Your instructions:
Copy the lines exactly, starting at the line that contains "Where can the bare" and ending at the last line, with both of those included.

Supplied information:
--- START ---
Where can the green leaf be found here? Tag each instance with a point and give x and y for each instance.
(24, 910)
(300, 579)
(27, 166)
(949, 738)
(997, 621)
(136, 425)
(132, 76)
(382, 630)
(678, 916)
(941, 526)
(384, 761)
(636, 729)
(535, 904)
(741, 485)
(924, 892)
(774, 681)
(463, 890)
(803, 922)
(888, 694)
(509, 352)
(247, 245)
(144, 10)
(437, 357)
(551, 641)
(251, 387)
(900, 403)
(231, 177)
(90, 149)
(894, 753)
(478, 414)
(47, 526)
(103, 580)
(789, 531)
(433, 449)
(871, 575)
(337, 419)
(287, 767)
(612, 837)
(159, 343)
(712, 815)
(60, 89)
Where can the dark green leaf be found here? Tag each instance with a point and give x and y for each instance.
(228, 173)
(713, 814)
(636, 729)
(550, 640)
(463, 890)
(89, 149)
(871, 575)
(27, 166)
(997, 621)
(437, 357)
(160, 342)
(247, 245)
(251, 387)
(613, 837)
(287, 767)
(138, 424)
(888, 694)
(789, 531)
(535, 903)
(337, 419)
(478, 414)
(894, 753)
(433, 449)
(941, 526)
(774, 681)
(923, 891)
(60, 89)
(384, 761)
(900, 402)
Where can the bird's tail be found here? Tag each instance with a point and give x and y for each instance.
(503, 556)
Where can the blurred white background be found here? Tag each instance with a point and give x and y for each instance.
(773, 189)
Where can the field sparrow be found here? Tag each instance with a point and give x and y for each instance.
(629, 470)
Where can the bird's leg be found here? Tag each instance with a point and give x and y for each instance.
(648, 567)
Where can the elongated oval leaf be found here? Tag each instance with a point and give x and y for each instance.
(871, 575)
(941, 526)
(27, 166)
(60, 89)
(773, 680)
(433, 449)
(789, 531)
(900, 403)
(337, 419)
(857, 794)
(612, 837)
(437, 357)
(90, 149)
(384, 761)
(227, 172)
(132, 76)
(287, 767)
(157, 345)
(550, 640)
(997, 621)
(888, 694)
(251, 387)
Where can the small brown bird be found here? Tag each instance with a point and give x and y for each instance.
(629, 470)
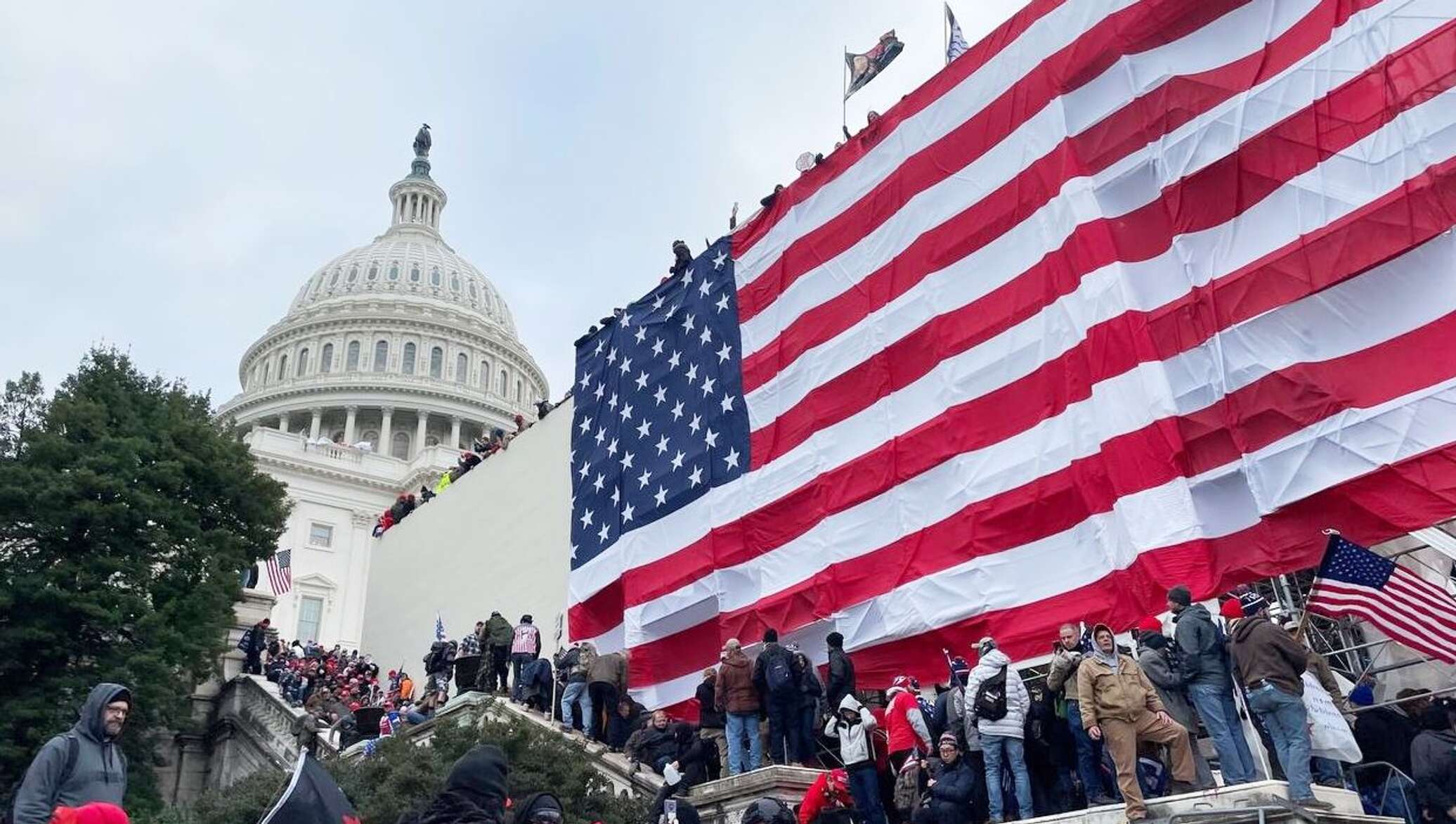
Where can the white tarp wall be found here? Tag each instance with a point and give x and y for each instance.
(498, 539)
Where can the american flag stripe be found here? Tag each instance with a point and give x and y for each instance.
(1130, 283)
(1060, 176)
(992, 408)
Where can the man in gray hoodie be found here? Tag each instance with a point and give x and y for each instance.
(79, 766)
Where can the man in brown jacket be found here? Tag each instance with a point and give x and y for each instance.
(739, 697)
(1122, 708)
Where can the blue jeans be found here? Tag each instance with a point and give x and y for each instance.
(739, 726)
(1285, 718)
(864, 788)
(1088, 757)
(577, 692)
(1215, 705)
(1017, 754)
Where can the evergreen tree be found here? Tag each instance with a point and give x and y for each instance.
(126, 519)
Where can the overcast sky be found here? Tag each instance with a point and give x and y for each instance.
(171, 178)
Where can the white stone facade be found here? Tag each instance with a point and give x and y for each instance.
(396, 356)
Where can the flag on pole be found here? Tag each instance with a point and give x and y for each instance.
(1354, 581)
(1086, 316)
(956, 46)
(865, 67)
(280, 571)
(312, 798)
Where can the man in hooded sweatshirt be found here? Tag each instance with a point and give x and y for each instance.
(82, 765)
(1209, 685)
(1120, 708)
(475, 792)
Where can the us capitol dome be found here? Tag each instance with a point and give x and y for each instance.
(391, 359)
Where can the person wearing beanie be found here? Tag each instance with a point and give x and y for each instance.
(949, 787)
(1200, 648)
(1270, 663)
(840, 671)
(1120, 707)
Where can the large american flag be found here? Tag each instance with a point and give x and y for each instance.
(1354, 581)
(1135, 293)
(280, 571)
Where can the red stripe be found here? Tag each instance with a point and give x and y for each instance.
(926, 94)
(1178, 447)
(1138, 28)
(1410, 216)
(1127, 130)
(1210, 197)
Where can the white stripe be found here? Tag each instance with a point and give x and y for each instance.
(1229, 38)
(1021, 349)
(1127, 186)
(1397, 297)
(1214, 506)
(1041, 39)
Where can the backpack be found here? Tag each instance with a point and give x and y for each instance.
(73, 753)
(779, 674)
(990, 697)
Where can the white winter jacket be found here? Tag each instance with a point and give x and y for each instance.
(854, 738)
(1014, 724)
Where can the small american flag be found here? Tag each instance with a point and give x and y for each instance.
(280, 571)
(1354, 581)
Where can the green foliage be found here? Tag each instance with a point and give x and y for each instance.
(126, 516)
(402, 776)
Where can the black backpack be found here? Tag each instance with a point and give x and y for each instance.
(73, 753)
(990, 697)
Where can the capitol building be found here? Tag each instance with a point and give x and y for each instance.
(391, 359)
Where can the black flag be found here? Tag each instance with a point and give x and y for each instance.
(312, 798)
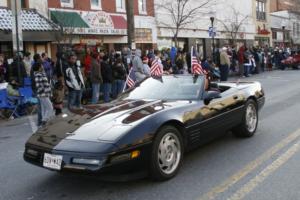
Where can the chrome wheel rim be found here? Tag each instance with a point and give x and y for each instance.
(251, 118)
(169, 153)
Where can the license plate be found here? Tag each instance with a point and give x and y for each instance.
(52, 161)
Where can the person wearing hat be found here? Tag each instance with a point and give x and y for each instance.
(146, 67)
(27, 62)
(74, 81)
(224, 64)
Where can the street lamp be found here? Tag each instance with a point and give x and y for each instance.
(283, 37)
(212, 19)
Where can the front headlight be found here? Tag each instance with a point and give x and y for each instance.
(83, 161)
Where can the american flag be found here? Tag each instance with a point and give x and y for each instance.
(131, 79)
(155, 68)
(196, 66)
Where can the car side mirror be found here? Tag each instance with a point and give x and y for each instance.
(210, 95)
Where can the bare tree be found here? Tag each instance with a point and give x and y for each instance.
(233, 23)
(182, 13)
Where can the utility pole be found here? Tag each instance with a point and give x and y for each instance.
(130, 24)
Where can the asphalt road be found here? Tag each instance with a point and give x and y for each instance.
(263, 167)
--- END ---
Complete output:
Where can the bare tree be found here? Tag each instance with a point and give x and y for each instance.
(233, 23)
(182, 13)
Where can the utility pole be found here? Tag each instance with a point and give x and y for each instance.
(130, 24)
Where can the asphalt road be found here? Tag each instance with a point and give x and y for each instance.
(263, 167)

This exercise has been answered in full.